::: Data shown :::

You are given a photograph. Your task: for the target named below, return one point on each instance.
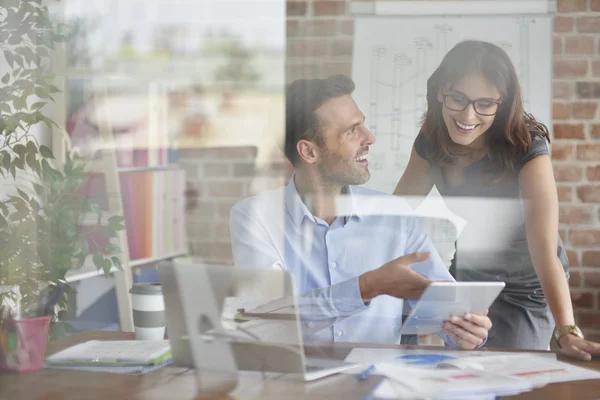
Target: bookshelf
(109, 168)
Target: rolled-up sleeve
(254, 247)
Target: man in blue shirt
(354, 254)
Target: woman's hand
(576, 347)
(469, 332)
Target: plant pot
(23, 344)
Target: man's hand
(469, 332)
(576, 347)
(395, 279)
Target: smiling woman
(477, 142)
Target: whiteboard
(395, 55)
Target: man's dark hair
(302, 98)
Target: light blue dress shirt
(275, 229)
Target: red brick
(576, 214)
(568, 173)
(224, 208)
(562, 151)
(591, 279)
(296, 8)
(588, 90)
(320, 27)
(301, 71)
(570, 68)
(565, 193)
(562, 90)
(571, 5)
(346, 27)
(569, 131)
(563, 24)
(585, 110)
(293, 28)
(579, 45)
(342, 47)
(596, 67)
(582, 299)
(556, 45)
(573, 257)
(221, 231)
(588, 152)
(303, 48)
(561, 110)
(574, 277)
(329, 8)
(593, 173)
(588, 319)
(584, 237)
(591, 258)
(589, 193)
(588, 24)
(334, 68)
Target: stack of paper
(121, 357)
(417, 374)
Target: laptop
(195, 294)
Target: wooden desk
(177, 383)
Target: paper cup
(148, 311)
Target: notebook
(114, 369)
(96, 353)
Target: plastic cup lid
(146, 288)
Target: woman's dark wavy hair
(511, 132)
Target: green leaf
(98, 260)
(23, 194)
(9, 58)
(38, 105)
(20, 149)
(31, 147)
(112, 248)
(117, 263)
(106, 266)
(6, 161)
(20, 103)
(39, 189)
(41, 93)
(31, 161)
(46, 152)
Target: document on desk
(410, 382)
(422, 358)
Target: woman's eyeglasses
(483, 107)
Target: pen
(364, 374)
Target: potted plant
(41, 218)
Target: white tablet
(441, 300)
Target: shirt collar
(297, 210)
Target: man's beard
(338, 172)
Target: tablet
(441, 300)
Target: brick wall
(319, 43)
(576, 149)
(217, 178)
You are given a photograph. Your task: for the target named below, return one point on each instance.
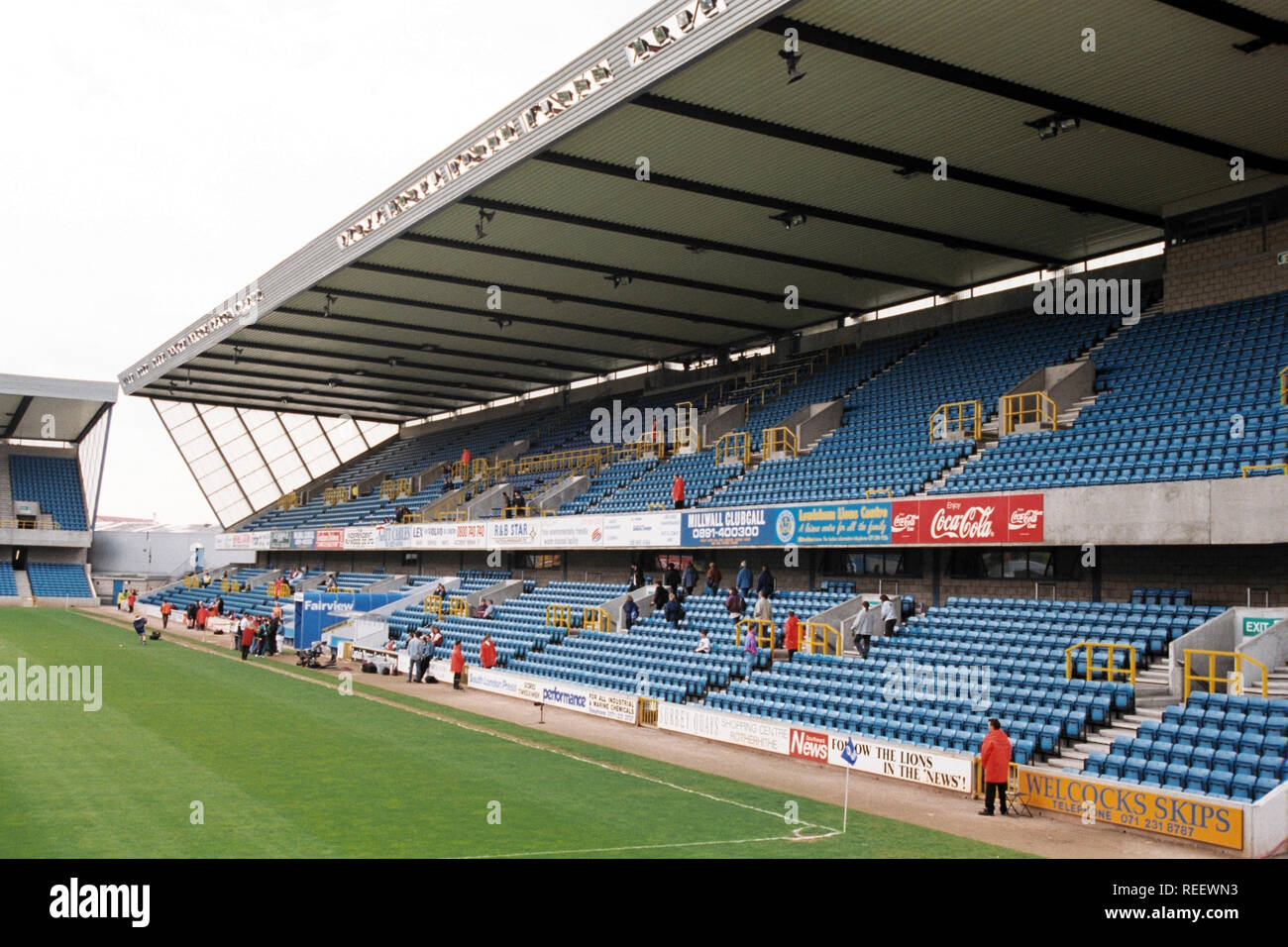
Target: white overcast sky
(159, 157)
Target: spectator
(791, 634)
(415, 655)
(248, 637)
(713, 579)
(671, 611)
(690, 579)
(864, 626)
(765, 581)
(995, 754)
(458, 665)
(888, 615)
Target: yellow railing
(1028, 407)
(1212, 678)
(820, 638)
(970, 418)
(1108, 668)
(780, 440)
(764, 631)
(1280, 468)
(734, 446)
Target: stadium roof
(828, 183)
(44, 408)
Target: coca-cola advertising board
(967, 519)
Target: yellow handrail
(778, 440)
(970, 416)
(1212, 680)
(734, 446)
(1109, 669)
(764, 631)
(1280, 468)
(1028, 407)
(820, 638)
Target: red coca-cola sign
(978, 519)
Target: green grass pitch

:::

### Direction
Please rewrite all of the entries above with every "photograph" changed to "image" and nothing else altered. Omit the pictures from your answer.

### Right answer
You are given a image. Your task: for the target named below, return one point on each instance.
Target: bookshelf
(109, 168)
Target: rolled-up sleeve
(254, 247)
Target: man in blue shirt
(354, 254)
Target: woman's hand
(576, 347)
(469, 332)
Target: plant pot
(23, 344)
Target: man's hand
(469, 332)
(576, 347)
(395, 279)
Target: smiling woman
(477, 142)
Target: whiteboard
(395, 55)
Target: man's dark hair
(302, 98)
Target: light blue dress shirt
(275, 229)
Target: red brick
(576, 214)
(568, 173)
(224, 208)
(562, 151)
(591, 279)
(296, 8)
(588, 90)
(320, 27)
(301, 71)
(570, 68)
(565, 193)
(562, 90)
(571, 5)
(346, 27)
(569, 131)
(563, 24)
(585, 110)
(293, 28)
(579, 45)
(342, 47)
(596, 67)
(582, 299)
(556, 45)
(573, 257)
(221, 231)
(588, 152)
(303, 48)
(561, 110)
(574, 277)
(329, 8)
(593, 173)
(588, 319)
(584, 237)
(591, 258)
(589, 193)
(588, 24)
(334, 68)
Target: stack of paper
(121, 357)
(417, 374)
Target: laptop
(195, 294)
Target: wooden desk
(177, 383)
Target: paper cup
(148, 311)
Target: notebook
(114, 369)
(96, 353)
Target: plastic cup lid
(146, 288)
Target: woman's dark wavy hair
(511, 132)
Target: green leaf
(98, 260)
(23, 194)
(9, 58)
(38, 105)
(20, 149)
(31, 147)
(112, 248)
(117, 263)
(106, 266)
(6, 161)
(20, 103)
(39, 189)
(41, 93)
(31, 161)
(46, 152)
Target: document on desk
(410, 382)
(422, 358)
Target: woman's eyeglasses
(483, 107)
Target: pen
(364, 374)
Target: potted plant
(41, 218)
Target: white tablet
(441, 300)
Target: shirt collar
(297, 210)
Target: man's beard
(338, 172)
Target: tablet
(441, 300)
Target: brick wall
(319, 43)
(576, 149)
(217, 178)
You are given a image. Your task: for the target named below, return one point on each instance.
Target: white overcast sky
(159, 157)
Target: spectator
(791, 634)
(415, 655)
(248, 637)
(713, 579)
(671, 611)
(690, 579)
(864, 626)
(765, 581)
(995, 754)
(458, 665)
(888, 615)
Target: yellow railing
(1028, 407)
(1212, 678)
(820, 638)
(970, 418)
(1108, 668)
(780, 440)
(764, 631)
(1280, 468)
(734, 446)
Target: stadium roof
(828, 183)
(44, 408)
Target: coca-cola advertising board
(967, 519)
Target: yellow handrail
(778, 440)
(970, 416)
(1212, 680)
(734, 446)
(1109, 669)
(764, 631)
(1280, 468)
(1028, 407)
(820, 638)
Target: red coca-cola sign
(978, 519)
Target: green grass pitch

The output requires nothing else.